§ **TASK ITEM**: Check every line of the entries for the string "sweatshirt" and return the ones that contain it.

§ **Referring expression pointing data**:
::::::::::

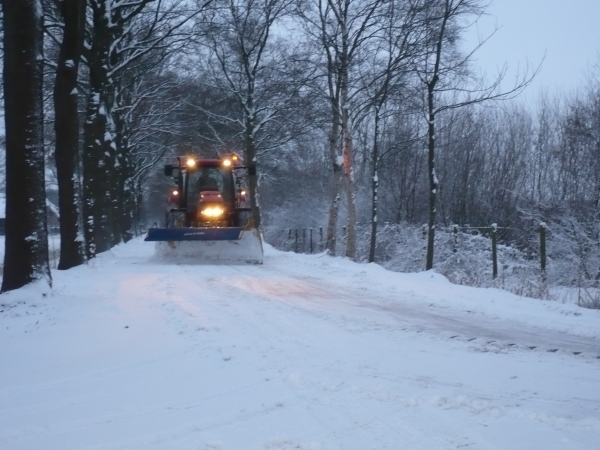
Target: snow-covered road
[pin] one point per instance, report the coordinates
(304, 352)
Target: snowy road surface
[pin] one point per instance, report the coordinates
(304, 352)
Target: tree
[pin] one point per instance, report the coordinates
(443, 72)
(26, 248)
(247, 67)
(340, 29)
(66, 126)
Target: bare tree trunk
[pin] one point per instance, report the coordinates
(67, 131)
(26, 248)
(349, 184)
(336, 185)
(374, 189)
(433, 181)
(347, 144)
(252, 175)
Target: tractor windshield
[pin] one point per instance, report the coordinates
(210, 179)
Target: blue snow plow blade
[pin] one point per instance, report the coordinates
(194, 234)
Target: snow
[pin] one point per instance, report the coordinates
(303, 352)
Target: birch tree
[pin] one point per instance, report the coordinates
(340, 28)
(444, 74)
(245, 65)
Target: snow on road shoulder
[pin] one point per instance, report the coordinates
(303, 352)
(434, 290)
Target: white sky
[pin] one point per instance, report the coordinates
(566, 31)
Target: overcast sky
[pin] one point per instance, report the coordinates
(565, 31)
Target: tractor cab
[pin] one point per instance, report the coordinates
(208, 194)
(207, 216)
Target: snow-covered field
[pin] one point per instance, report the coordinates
(304, 352)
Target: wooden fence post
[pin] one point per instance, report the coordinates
(321, 238)
(494, 252)
(303, 239)
(543, 250)
(455, 243)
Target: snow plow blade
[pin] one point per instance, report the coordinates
(234, 245)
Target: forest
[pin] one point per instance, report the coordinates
(367, 120)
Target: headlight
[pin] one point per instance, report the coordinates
(212, 212)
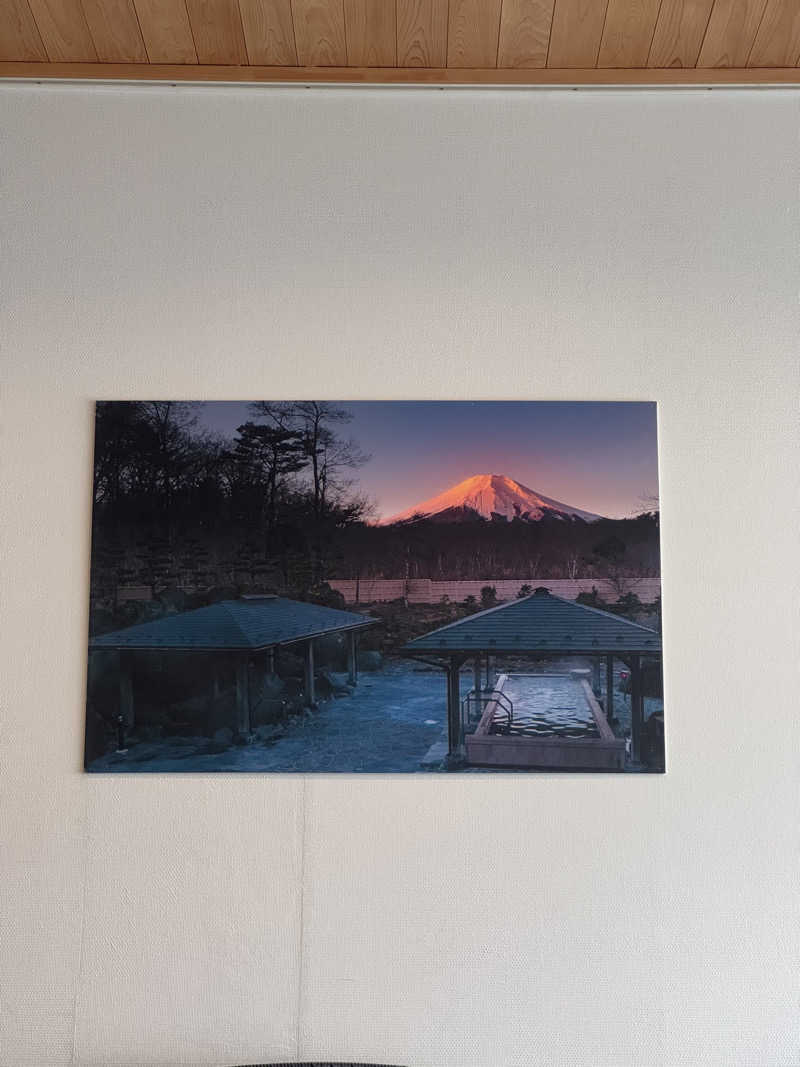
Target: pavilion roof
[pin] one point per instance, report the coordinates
(539, 623)
(250, 623)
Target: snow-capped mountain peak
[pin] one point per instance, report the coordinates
(488, 496)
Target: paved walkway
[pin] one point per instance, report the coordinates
(387, 725)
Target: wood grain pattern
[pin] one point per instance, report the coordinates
(421, 33)
(627, 33)
(778, 40)
(473, 35)
(19, 38)
(168, 35)
(217, 28)
(577, 29)
(63, 30)
(731, 32)
(525, 33)
(319, 32)
(269, 32)
(788, 77)
(114, 30)
(680, 32)
(370, 31)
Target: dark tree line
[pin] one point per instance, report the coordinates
(549, 548)
(276, 507)
(176, 505)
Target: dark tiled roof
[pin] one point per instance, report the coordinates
(246, 623)
(540, 623)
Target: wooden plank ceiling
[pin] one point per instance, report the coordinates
(560, 42)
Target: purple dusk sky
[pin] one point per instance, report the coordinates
(601, 457)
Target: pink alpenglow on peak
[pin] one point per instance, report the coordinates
(489, 496)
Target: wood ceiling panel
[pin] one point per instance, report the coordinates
(473, 34)
(525, 33)
(319, 32)
(778, 40)
(731, 32)
(217, 28)
(269, 32)
(370, 31)
(421, 33)
(114, 30)
(577, 29)
(63, 30)
(680, 32)
(628, 33)
(168, 35)
(19, 38)
(432, 42)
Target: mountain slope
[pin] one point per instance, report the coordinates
(488, 495)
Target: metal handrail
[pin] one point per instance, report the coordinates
(484, 697)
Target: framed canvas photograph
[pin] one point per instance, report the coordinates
(374, 587)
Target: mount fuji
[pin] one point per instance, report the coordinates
(490, 496)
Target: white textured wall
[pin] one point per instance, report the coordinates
(233, 243)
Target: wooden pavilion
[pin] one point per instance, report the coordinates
(540, 625)
(242, 628)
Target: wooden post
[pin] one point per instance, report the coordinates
(453, 709)
(595, 675)
(126, 689)
(609, 709)
(637, 709)
(242, 696)
(352, 658)
(310, 696)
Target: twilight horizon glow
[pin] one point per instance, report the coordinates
(596, 456)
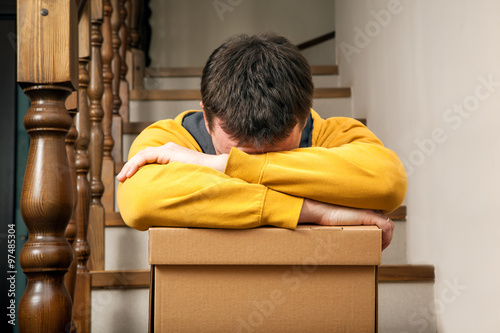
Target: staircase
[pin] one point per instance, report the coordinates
(120, 294)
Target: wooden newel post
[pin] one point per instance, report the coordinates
(48, 73)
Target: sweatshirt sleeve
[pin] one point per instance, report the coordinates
(187, 195)
(347, 165)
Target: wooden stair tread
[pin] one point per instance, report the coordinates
(197, 71)
(127, 279)
(195, 94)
(114, 219)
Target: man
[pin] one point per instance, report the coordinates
(257, 154)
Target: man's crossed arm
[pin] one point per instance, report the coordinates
(312, 211)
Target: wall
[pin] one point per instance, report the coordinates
(426, 74)
(185, 32)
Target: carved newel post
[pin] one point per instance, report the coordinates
(48, 73)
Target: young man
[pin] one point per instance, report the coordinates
(257, 154)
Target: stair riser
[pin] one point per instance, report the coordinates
(156, 110)
(162, 83)
(402, 307)
(127, 248)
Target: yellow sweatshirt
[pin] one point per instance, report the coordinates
(346, 164)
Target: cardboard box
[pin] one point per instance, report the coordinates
(313, 279)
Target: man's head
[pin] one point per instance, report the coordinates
(257, 90)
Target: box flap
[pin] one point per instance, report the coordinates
(307, 245)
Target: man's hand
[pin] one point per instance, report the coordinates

::::::::::

§ **RESULT OF THIS EXERCISE**:
Target: sweatshirt sleeve
Target: yellow sweatshirt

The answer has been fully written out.